Your task: Count the lines in the material below that contain the string "vertical", treating uppercase and lowercase as different. Reply with the number alone.

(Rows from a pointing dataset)

[BEGIN]

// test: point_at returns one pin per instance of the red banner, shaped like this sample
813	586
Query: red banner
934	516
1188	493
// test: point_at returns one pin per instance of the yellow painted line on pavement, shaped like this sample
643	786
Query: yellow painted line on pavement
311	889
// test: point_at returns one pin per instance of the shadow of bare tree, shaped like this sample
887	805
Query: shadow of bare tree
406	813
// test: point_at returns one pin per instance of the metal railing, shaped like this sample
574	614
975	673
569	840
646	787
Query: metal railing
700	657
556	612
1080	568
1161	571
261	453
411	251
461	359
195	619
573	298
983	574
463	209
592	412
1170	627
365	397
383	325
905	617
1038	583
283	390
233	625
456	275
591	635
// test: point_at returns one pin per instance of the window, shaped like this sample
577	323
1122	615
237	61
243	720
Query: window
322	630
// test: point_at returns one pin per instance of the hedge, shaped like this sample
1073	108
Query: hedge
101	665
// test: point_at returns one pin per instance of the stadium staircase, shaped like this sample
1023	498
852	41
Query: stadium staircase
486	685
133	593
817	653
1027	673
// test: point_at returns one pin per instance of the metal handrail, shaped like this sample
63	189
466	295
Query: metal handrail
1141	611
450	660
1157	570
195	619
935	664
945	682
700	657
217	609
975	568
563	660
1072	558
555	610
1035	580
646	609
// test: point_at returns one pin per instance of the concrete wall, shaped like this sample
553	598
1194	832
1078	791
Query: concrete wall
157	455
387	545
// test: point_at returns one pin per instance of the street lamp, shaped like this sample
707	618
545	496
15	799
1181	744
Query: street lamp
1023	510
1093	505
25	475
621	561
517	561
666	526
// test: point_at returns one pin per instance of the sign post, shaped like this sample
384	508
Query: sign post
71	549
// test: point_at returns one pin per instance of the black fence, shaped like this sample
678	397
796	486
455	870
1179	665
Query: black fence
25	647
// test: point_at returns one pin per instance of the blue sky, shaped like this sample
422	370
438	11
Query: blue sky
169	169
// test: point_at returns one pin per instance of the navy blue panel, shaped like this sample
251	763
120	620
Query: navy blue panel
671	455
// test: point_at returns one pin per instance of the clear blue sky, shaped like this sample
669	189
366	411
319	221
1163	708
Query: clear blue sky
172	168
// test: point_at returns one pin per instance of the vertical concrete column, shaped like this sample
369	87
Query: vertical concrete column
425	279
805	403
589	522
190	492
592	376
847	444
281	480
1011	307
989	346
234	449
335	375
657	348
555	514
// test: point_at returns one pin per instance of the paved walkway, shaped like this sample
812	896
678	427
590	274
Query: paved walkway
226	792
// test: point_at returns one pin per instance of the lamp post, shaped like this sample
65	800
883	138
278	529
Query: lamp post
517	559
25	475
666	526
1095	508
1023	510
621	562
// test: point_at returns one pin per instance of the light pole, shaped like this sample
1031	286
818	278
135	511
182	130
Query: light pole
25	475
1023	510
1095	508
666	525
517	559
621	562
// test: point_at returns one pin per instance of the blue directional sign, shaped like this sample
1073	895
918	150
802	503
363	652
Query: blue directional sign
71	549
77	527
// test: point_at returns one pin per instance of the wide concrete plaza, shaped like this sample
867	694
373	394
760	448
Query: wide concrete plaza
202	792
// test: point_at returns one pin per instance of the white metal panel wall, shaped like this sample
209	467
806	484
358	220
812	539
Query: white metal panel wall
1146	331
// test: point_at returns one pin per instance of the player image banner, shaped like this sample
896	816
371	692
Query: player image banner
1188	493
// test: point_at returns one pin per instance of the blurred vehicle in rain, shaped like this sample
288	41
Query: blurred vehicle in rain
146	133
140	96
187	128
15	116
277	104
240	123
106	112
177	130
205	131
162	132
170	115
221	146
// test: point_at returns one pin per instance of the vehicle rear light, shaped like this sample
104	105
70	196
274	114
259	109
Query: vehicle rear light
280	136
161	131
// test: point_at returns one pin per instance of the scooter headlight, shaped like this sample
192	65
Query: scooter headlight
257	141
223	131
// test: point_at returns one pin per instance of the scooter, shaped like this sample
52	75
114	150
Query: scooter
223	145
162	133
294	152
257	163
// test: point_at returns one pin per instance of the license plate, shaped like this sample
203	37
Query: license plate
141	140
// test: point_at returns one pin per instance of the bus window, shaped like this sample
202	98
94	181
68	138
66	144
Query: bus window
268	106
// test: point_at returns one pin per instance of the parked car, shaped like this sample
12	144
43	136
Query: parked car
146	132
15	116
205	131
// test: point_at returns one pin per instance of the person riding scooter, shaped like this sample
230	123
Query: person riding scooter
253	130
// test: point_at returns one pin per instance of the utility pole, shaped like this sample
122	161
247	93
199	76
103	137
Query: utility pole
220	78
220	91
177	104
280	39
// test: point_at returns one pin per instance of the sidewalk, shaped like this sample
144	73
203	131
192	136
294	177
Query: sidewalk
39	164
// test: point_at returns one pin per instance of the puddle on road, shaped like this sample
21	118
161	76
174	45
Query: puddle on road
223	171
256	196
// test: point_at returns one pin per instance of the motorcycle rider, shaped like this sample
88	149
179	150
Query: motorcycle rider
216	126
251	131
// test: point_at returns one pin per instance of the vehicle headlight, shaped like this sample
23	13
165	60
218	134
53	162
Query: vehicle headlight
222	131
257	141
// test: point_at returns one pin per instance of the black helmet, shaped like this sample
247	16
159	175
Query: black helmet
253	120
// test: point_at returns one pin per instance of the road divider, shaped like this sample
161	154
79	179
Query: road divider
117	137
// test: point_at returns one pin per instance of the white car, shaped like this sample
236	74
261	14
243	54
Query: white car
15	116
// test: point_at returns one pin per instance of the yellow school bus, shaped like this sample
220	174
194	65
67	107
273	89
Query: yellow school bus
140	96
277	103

[END]
[BEGIN]

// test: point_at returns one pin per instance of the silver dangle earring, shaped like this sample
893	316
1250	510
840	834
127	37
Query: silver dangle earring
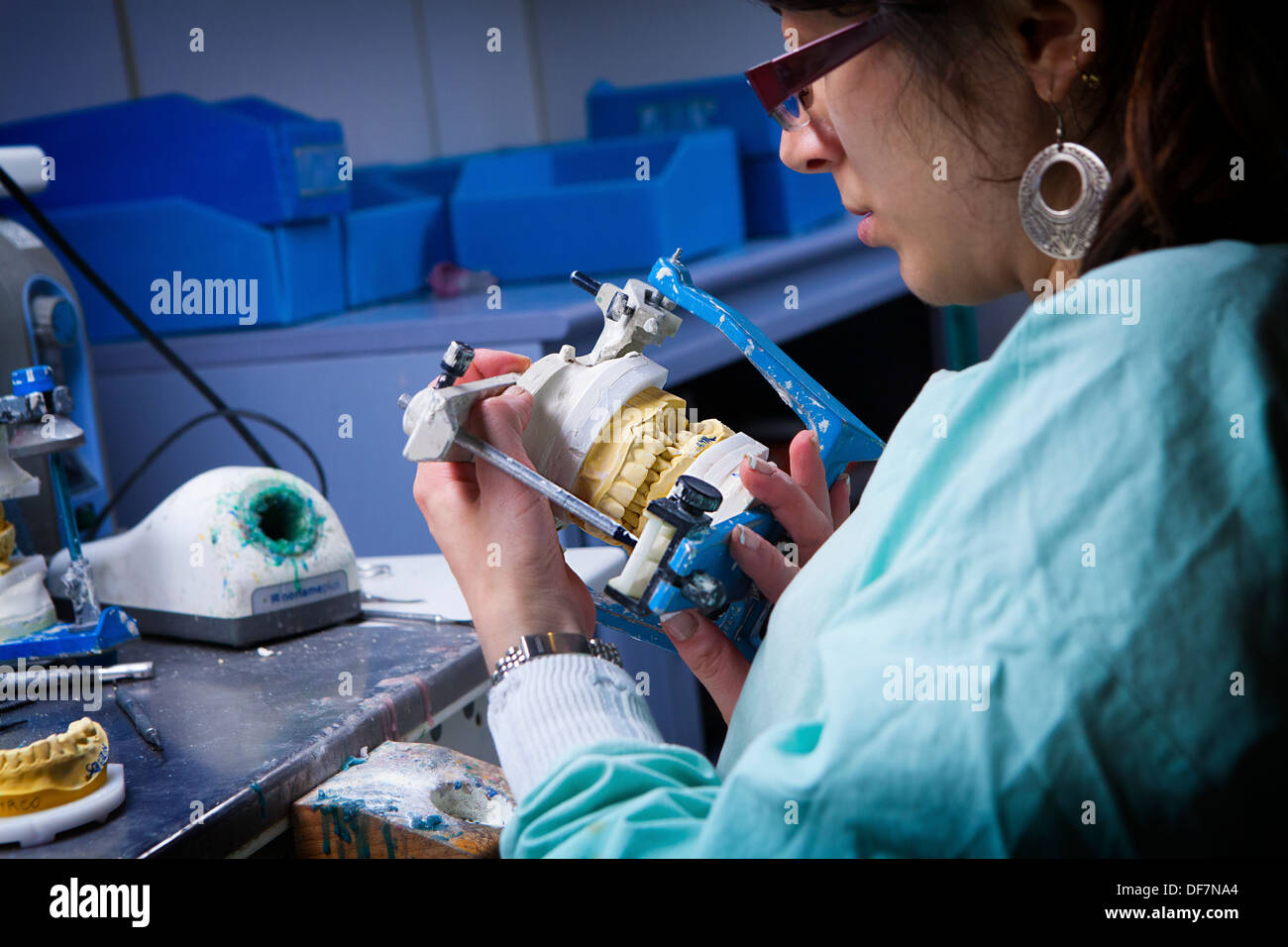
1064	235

[END]

Solution: 2